## Problem to solve
When a line of the records below contains the string "optional", copy that whole line.

## Records supplied
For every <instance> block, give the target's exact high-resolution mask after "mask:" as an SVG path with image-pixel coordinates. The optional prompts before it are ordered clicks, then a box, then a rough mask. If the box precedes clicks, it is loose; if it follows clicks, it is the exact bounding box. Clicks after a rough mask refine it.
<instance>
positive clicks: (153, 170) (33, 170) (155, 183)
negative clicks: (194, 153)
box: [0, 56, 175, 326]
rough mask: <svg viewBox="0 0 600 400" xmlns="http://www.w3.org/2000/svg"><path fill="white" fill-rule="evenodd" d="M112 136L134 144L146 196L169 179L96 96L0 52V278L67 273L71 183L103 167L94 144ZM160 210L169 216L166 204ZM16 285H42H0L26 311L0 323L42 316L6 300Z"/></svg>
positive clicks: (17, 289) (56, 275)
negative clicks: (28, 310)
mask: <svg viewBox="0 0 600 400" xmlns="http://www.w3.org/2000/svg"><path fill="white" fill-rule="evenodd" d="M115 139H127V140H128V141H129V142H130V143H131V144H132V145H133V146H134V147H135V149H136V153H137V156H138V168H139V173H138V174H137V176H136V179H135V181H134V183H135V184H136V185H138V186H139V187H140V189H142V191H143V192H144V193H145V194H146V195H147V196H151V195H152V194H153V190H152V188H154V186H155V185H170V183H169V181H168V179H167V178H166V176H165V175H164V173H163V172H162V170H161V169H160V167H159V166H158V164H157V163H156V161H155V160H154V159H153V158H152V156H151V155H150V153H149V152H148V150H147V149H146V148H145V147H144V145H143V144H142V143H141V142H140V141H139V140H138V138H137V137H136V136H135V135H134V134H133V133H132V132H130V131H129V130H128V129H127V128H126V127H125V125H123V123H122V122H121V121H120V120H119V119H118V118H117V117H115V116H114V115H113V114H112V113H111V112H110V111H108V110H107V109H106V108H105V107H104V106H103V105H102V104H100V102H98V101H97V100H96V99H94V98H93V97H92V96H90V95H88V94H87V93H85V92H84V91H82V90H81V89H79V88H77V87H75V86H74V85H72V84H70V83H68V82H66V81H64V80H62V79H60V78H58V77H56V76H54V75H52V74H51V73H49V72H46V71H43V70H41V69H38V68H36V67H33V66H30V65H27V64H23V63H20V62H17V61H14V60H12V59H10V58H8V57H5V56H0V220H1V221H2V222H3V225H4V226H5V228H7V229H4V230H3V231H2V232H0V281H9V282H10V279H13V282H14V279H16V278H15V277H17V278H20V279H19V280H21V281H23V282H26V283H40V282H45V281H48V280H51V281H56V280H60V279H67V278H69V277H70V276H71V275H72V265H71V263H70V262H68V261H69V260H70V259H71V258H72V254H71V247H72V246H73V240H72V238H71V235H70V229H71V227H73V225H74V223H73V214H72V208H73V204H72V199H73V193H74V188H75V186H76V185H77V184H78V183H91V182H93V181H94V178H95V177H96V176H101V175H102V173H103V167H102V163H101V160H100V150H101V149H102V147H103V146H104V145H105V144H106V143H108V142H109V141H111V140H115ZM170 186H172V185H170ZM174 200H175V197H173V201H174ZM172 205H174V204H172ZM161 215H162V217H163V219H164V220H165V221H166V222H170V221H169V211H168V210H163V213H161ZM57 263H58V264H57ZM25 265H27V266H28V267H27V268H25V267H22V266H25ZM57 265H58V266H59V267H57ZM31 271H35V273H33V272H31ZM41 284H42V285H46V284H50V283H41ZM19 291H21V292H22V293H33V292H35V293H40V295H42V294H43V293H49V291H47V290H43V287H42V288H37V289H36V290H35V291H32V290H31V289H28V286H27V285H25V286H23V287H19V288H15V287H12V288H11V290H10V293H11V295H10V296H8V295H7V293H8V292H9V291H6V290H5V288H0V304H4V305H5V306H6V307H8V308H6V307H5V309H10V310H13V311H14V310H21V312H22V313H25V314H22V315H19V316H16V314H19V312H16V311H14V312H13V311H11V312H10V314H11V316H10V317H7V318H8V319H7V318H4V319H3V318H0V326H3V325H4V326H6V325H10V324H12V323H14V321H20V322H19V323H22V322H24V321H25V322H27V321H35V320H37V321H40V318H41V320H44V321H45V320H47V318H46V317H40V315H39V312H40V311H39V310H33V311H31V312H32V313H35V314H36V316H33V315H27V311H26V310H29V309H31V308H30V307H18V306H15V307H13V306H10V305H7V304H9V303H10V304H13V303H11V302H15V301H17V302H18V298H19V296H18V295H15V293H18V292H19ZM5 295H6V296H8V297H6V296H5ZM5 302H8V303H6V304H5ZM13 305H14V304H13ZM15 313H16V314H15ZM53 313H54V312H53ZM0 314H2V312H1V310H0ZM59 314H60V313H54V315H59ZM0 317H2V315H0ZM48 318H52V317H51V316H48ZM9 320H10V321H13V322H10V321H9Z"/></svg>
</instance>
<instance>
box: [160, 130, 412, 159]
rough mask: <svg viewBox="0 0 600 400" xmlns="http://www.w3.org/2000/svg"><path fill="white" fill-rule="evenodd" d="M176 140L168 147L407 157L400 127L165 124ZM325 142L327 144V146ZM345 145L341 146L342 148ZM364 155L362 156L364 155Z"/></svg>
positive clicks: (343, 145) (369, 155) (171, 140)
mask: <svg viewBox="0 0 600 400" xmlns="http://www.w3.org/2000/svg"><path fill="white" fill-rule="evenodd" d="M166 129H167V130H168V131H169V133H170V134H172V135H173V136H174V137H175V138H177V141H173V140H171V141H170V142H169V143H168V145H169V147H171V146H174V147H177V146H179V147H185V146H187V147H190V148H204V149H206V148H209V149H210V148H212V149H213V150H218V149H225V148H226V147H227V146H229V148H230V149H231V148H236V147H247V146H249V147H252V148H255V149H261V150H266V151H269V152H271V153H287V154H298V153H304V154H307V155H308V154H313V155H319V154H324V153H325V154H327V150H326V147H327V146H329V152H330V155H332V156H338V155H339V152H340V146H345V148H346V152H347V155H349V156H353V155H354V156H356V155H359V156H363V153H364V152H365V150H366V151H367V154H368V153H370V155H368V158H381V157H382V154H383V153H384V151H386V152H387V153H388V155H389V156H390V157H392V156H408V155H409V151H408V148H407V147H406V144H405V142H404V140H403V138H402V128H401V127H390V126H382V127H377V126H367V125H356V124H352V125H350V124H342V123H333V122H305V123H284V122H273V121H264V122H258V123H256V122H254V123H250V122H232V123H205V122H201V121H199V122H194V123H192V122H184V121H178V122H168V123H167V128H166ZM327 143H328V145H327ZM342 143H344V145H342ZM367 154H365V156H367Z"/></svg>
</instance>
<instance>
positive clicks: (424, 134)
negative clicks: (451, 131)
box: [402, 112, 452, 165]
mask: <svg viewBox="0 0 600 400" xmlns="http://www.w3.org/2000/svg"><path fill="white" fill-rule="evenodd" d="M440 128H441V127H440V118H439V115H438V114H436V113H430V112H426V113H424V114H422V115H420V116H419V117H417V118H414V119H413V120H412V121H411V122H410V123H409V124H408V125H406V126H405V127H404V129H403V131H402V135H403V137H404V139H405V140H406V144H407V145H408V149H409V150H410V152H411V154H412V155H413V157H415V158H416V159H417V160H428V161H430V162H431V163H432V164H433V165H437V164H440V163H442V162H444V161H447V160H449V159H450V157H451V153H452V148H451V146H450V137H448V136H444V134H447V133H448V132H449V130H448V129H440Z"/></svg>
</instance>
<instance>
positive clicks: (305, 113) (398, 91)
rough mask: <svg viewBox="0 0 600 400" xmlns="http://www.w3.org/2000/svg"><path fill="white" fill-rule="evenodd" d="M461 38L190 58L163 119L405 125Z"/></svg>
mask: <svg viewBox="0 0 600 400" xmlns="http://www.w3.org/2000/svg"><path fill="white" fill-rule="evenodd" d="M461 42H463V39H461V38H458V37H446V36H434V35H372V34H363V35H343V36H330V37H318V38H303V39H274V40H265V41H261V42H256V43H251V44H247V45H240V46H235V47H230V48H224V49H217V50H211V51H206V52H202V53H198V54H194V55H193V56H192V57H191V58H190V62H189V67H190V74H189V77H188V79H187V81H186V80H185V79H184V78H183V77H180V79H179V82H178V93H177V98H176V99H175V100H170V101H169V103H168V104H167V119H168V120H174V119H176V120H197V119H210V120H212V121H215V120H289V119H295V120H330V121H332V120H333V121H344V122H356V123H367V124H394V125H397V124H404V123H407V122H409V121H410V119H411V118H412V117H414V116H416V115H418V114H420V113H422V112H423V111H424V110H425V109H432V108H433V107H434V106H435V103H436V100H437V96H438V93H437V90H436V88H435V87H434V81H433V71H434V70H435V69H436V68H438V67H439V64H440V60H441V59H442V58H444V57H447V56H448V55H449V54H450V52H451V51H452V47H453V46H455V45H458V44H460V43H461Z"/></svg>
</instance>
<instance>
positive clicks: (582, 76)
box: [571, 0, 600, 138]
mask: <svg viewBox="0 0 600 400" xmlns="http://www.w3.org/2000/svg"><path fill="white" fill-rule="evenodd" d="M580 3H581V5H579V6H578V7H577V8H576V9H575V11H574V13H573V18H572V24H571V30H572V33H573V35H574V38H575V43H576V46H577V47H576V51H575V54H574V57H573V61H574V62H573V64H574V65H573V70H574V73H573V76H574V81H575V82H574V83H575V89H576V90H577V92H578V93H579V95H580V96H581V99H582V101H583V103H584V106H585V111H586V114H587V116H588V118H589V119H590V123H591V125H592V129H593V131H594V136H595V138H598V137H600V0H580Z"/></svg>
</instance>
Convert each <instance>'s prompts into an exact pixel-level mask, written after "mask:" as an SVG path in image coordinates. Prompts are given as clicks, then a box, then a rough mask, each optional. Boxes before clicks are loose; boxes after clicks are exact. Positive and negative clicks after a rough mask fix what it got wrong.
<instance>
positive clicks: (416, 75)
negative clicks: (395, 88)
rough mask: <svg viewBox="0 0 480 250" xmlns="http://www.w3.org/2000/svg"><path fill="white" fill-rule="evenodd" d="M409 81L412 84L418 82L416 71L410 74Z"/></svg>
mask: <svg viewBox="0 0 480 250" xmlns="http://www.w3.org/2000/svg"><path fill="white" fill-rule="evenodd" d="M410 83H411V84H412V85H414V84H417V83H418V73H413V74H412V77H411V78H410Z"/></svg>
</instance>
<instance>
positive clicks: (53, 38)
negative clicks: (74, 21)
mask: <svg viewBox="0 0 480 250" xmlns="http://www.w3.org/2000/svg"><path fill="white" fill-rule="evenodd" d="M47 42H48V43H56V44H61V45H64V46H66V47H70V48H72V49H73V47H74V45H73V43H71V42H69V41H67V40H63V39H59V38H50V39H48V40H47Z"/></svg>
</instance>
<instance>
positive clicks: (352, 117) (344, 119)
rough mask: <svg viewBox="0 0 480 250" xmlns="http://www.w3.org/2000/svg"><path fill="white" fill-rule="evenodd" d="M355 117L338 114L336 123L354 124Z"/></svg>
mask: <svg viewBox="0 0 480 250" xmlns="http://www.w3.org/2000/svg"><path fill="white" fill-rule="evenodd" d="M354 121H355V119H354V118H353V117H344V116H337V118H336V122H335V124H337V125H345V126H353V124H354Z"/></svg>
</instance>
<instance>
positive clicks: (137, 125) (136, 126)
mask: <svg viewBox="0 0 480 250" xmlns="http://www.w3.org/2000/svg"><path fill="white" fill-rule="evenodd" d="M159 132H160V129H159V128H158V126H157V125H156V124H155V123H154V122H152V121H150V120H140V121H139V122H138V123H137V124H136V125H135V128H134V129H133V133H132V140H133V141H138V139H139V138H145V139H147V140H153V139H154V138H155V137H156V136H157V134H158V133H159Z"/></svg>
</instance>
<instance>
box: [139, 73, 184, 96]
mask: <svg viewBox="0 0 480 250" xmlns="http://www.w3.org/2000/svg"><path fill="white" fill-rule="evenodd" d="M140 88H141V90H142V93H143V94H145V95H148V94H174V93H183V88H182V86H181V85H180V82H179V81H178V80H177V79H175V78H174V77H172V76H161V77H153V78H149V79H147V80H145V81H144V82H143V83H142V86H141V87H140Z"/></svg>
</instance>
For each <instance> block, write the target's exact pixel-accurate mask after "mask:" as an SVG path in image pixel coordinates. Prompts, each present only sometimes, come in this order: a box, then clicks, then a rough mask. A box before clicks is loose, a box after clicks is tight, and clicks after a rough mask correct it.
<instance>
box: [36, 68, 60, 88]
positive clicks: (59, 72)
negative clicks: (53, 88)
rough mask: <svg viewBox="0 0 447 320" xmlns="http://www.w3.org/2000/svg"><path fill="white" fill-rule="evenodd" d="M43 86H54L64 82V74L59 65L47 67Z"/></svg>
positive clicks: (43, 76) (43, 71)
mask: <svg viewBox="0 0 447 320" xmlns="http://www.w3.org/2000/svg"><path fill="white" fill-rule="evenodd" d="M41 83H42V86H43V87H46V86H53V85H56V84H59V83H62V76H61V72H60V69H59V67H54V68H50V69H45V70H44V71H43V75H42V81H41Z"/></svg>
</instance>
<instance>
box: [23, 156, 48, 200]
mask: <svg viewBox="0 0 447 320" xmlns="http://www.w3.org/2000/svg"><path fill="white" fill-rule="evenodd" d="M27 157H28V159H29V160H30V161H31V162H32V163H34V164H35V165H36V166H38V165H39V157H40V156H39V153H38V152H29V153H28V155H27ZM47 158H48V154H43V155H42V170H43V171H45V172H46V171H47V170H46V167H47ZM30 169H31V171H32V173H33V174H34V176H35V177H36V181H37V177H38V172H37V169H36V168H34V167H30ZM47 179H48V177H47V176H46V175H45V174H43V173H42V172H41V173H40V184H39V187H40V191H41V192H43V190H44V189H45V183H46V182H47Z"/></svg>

## Response box
For every <instance> block, give the target's exact high-resolution mask after "mask:" as an SVG path with image-pixel coordinates. The optional prompts before it are ordered clicks, then a box, then a rough mask. If the box precedes clicks, it is loose; if it follows clicks, it is the exact bounding box. Clicks after a rough mask refine it.
Convert each <instance>'s prompts into an exact pixel-level mask, written after "mask:" as an SVG path in image coordinates. Prompts are given as clicks, then a box, then a rough mask, each optional. Boxes before clicks are loose; boxes after clicks are exact. Positive and negative clicks after a rough mask fix what it got wrong.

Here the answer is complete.